§ **EXERCISE MATERIAL**
____________

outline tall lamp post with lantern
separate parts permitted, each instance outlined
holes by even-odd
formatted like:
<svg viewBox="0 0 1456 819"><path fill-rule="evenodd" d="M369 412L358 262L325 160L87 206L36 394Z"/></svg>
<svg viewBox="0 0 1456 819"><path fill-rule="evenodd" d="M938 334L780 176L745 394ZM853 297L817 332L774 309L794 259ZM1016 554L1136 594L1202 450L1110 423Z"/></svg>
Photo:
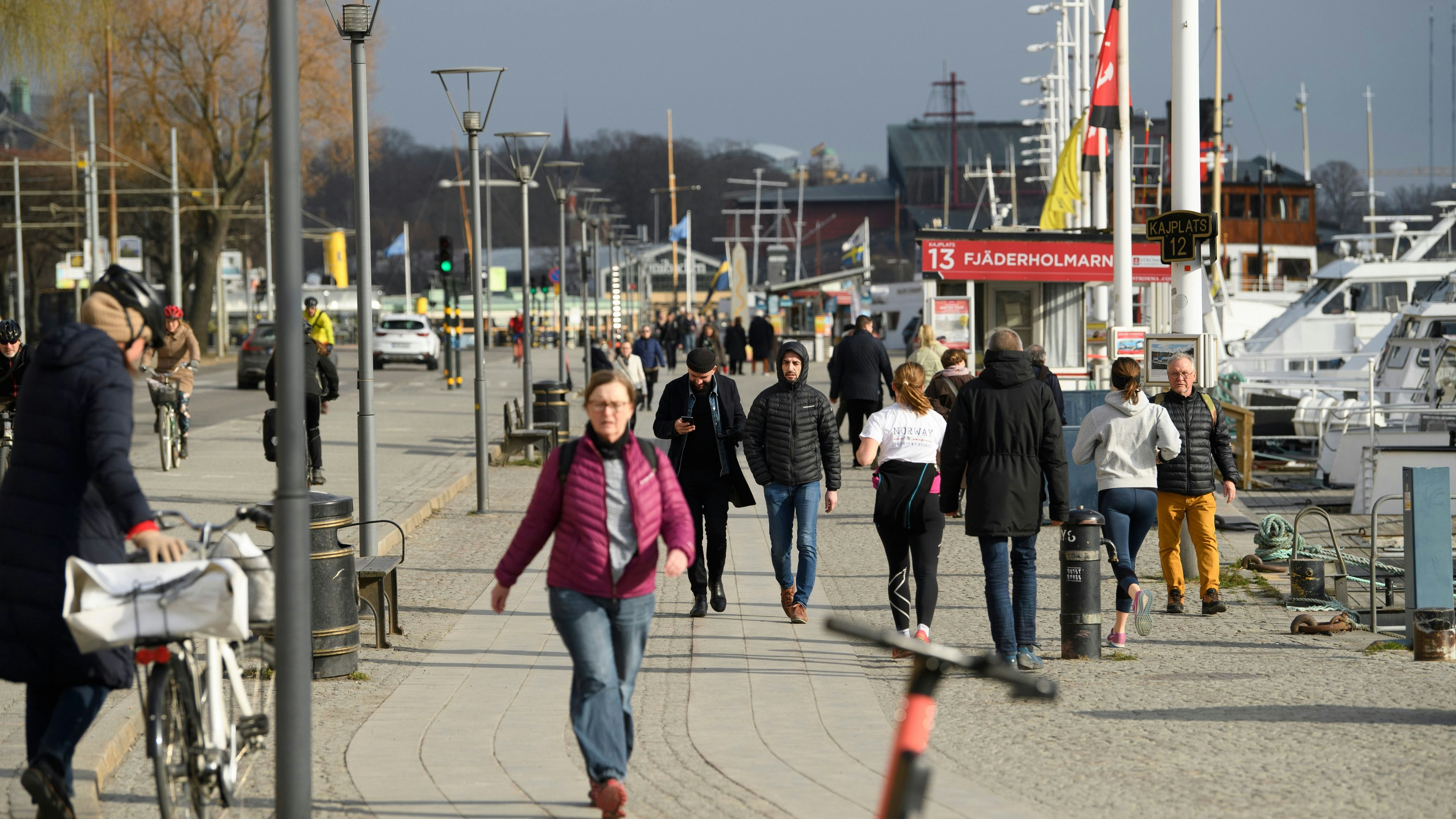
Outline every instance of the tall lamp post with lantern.
<svg viewBox="0 0 1456 819"><path fill-rule="evenodd" d="M505 74L505 68L486 66L437 68L431 74L440 77L440 86L446 89L450 111L456 117L456 124L464 131L470 153L470 242L475 245L470 248L470 299L475 305L470 310L475 321L475 510L480 513L491 509L489 456L486 453L486 444L489 444L491 439L486 431L485 415L485 313L482 310L485 299L480 294L480 265L485 258L485 254L480 252L480 131L485 130L485 122L491 117L491 106L495 105L495 92L501 87L501 76ZM454 98L450 95L450 85L446 83L446 76L448 74L464 76L466 111L459 111L454 105ZM475 74L495 74L495 83L491 86L491 101L485 105L483 115L479 111L470 109L470 77Z"/></svg>

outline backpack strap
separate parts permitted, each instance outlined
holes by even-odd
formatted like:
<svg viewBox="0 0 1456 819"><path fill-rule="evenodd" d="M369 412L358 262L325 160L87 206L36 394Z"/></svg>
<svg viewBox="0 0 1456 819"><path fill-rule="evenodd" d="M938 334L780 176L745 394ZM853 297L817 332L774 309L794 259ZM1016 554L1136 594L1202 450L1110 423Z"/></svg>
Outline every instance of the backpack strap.
<svg viewBox="0 0 1456 819"><path fill-rule="evenodd" d="M569 442L561 444L559 447L561 455L556 456L556 479L561 481L562 485L566 484L566 475L571 474L571 462L577 459L577 443L579 440L581 439L571 439ZM642 458L646 461L646 465L651 466L654 472L657 472L657 447L642 439L636 440L638 440L638 450L642 453Z"/></svg>

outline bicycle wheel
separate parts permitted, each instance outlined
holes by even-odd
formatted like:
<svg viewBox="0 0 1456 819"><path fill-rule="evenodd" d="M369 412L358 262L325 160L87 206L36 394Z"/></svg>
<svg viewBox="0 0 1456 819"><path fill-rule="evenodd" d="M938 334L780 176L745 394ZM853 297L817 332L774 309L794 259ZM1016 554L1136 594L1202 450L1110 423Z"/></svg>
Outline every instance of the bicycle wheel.
<svg viewBox="0 0 1456 819"><path fill-rule="evenodd" d="M162 444L162 471L172 469L172 414L166 407L157 408L157 440Z"/></svg>
<svg viewBox="0 0 1456 819"><path fill-rule="evenodd" d="M153 666L147 694L147 743L162 819L207 819L207 788L197 769L202 718L186 666L181 660Z"/></svg>

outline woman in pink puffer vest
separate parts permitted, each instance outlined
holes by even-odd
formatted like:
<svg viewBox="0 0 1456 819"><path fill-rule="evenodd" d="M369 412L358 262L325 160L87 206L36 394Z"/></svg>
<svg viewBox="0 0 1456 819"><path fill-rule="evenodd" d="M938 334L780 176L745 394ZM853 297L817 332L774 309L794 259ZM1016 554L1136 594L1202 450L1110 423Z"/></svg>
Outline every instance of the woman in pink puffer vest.
<svg viewBox="0 0 1456 819"><path fill-rule="evenodd" d="M617 370L600 370L584 395L587 434L542 465L526 517L495 567L491 608L505 600L546 539L550 616L571 653L571 727L587 762L591 803L625 816L622 784L632 755L632 688L646 648L657 589L657 541L668 577L693 561L693 523L665 456L628 431L636 391ZM572 458L561 478L562 450Z"/></svg>

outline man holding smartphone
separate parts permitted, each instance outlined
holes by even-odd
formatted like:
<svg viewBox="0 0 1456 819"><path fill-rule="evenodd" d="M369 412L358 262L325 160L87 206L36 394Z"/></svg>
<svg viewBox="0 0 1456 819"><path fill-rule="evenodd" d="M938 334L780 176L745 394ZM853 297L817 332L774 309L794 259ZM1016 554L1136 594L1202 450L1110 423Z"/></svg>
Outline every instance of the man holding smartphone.
<svg viewBox="0 0 1456 819"><path fill-rule="evenodd" d="M728 608L722 584L728 552L728 504L754 504L753 491L738 466L743 424L738 385L718 372L718 358L712 350L690 350L687 375L662 386L652 433L673 442L667 455L693 516L699 558L687 570L693 587L692 616L708 616L709 592L715 612Z"/></svg>

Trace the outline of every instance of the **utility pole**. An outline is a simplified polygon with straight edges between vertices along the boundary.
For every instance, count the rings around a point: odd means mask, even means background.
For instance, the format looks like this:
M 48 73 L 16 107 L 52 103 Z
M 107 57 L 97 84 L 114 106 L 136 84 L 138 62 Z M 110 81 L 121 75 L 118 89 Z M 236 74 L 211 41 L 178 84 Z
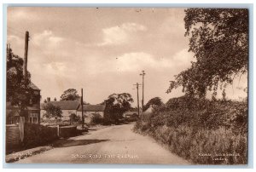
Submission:
M 144 71 L 142 71 L 142 73 L 140 73 L 141 76 L 143 76 L 143 100 L 142 100 L 142 107 L 143 107 L 143 112 L 144 112 L 144 76 L 146 75 Z
M 83 89 L 81 89 L 81 106 L 82 106 L 82 129 L 84 129 L 84 118 Z
M 140 116 L 140 101 L 139 101 L 139 95 L 138 95 L 138 87 L 141 84 L 139 84 L 138 83 L 137 83 L 134 85 L 136 85 L 136 89 L 137 89 L 137 115 Z
M 29 32 L 26 31 L 25 34 L 25 52 L 24 52 L 24 67 L 23 67 L 23 75 L 24 79 L 26 84 L 27 79 L 27 51 L 28 51 L 28 39 L 29 39 Z

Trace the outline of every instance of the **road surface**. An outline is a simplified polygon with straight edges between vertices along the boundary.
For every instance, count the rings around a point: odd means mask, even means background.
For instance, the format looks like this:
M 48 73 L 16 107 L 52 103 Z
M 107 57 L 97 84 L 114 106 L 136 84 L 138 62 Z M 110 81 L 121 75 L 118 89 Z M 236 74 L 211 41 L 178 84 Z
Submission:
M 133 124 L 90 130 L 58 140 L 53 149 L 16 163 L 189 164 L 152 138 L 132 132 Z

____________

§ **JOB**
Could you rewrite all of the material above as a numbered list, one line per item, skipping blank lines and leaving out the pictures?

§ **TASK OUTPUT**
1. outline tall lamp post with lantern
2. separate parts permitted, each instance outlined
3. holes by even-odd
4. formatted like:
5. <svg viewBox="0 0 1456 819"><path fill-rule="evenodd" d="M369 412L358 262L325 160L87 206L36 394Z"/></svg>
6. <svg viewBox="0 0 1456 819"><path fill-rule="evenodd" d="M938 334L780 176L745 394ZM853 297L817 332L774 309L794 259ZM1016 554L1136 594L1202 450L1110 423Z"/></svg>
7. Photo:
8. Outline every instance of the tall lamp post with lantern.
9. <svg viewBox="0 0 1456 819"><path fill-rule="evenodd" d="M505 74L505 68L486 66L437 68L431 74L440 77L440 86L446 89L450 111L456 117L456 124L464 131L470 153L470 242L475 245L470 248L470 299L475 305L470 310L475 321L475 510L480 513L491 509L489 456L486 453L486 444L489 444L491 439L486 431L485 415L485 313L482 310L485 299L480 294L480 265L485 258L485 254L480 252L480 131L485 130L485 122L491 117L491 106L495 105L495 92L501 87L501 76ZM454 98L450 95L450 85L446 83L446 76L448 74L464 76L466 111L459 111L454 105ZM475 74L495 74L495 83L491 86L491 101L485 105L483 115L479 111L470 109L470 77Z"/></svg>
10. outline backpack strap
11. separate parts permitted, each instance outlined
12. holes by even-odd
13. formatted like:
14. <svg viewBox="0 0 1456 819"><path fill-rule="evenodd" d="M369 412L358 262L325 160L87 206L36 394Z"/></svg>
15. <svg viewBox="0 0 1456 819"><path fill-rule="evenodd" d="M938 334L780 176L745 394ZM853 297L817 332L774 309L794 259ZM1016 554L1136 594L1202 450L1110 423Z"/></svg>
16. Outline every instance of the backpack strap.
17. <svg viewBox="0 0 1456 819"><path fill-rule="evenodd" d="M569 442L561 444L559 447L561 455L556 456L556 479L561 481L562 485L566 484L566 475L571 474L571 462L577 459L577 443L579 440L581 439L571 439ZM642 458L646 461L646 465L651 466L654 472L657 472L657 447L642 439L636 440L638 440L638 450L642 453Z"/></svg>
18. outline bicycle wheel
19. separate parts permitted, each instance outlined
20. holes by even-odd
21. formatted like:
22. <svg viewBox="0 0 1456 819"><path fill-rule="evenodd" d="M369 412L358 262L325 160L87 206L36 394Z"/></svg>
23. <svg viewBox="0 0 1456 819"><path fill-rule="evenodd" d="M938 334L780 176L745 394ZM853 297L817 332L774 309L794 259ZM1016 554L1136 594L1202 450L1110 423Z"/></svg>
24. Outline every instance of the bicycle wheel.
25. <svg viewBox="0 0 1456 819"><path fill-rule="evenodd" d="M162 444L162 471L172 469L172 414L166 407L157 408L157 440Z"/></svg>
26. <svg viewBox="0 0 1456 819"><path fill-rule="evenodd" d="M153 666L147 694L147 743L162 819L207 819L207 788L197 769L202 718L186 666L181 660Z"/></svg>
27. outline woman in pink puffer vest
28. separate parts permitted, each instance outlined
29. holes by even-odd
30. formatted like:
31. <svg viewBox="0 0 1456 819"><path fill-rule="evenodd" d="M369 412L358 262L325 160L87 206L36 394Z"/></svg>
32. <svg viewBox="0 0 1456 819"><path fill-rule="evenodd" d="M938 334L780 176L745 394ZM853 297L817 332L774 309L794 259ZM1016 554L1136 594L1202 450L1110 423Z"/></svg>
33. Outline every instance of the woman in pink puffer vest.
34. <svg viewBox="0 0 1456 819"><path fill-rule="evenodd" d="M617 370L600 370L584 395L587 434L542 465L526 517L495 567L491 608L505 600L546 539L550 616L571 653L571 727L587 762L591 803L625 816L622 784L632 755L632 688L646 648L657 589L657 541L668 577L693 561L693 523L665 456L628 431L636 391ZM572 458L561 478L562 450Z"/></svg>
35. outline man holding smartphone
36. separate parts permitted, each instance outlined
37. holes by even-odd
38. formatted like:
39. <svg viewBox="0 0 1456 819"><path fill-rule="evenodd" d="M369 412L358 262L325 160L87 206L36 394Z"/></svg>
40. <svg viewBox="0 0 1456 819"><path fill-rule="evenodd" d="M938 334L780 176L745 394ZM853 297L817 332L774 309L794 259ZM1016 554L1136 594L1202 450L1110 423Z"/></svg>
41. Outline every instance of the man holding smartphone.
42. <svg viewBox="0 0 1456 819"><path fill-rule="evenodd" d="M728 608L722 584L728 552L728 504L754 504L753 491L738 466L743 424L738 385L718 372L718 358L712 350L690 350L687 375L662 386L652 433L673 442L667 455L693 516L699 558L687 570L693 587L692 616L708 616L709 592L715 612Z"/></svg>
43. Trace the outline of every instance of the **utility pole**. An outline is a simplified polygon with straight edges between vertices along the boundary.
44. For every instance, count the rings around a point: odd means mask, even means background.
45. For instance, the format looks like this:
46. M 48 73 L 16 107 L 52 103 Z
47. M 107 57 L 97 84 L 114 106 L 136 84 L 138 62 Z M 110 81 L 121 75 L 118 89 Z M 236 74 L 211 41 L 178 84 Z
48. Submission:
49. M 144 71 L 142 71 L 142 73 L 140 73 L 141 76 L 143 76 L 143 100 L 142 100 L 142 107 L 143 107 L 143 112 L 144 112 L 144 76 L 146 75 Z
50. M 83 89 L 81 89 L 81 106 L 82 106 L 82 129 L 84 129 L 84 118 Z
51. M 140 116 L 140 101 L 139 101 L 139 95 L 138 95 L 138 87 L 141 84 L 139 84 L 138 83 L 137 83 L 134 85 L 136 85 L 136 89 L 137 89 L 137 115 Z
52. M 29 32 L 26 31 L 25 34 L 25 52 L 24 52 L 24 67 L 23 67 L 23 75 L 24 79 L 26 84 L 27 79 L 27 51 L 28 51 L 28 39 L 29 39 Z
53. Trace the outline of every instance of the **road surface**. An outline is a simplified polygon with straight edges between vertices along the boundary.
54. For every instance, count the rings around a point: odd means mask, even means background.
55. For instance, the format looks like this:
56. M 48 73 L 16 107 L 52 103 Z
57. M 107 57 L 97 84 L 114 106 L 136 84 L 138 62 Z M 110 81 L 121 75 L 118 89 Z M 236 74 L 211 41 L 178 84 Z
58. Submission:
59. M 133 124 L 90 130 L 58 140 L 53 149 L 16 163 L 189 164 L 152 138 L 132 132 Z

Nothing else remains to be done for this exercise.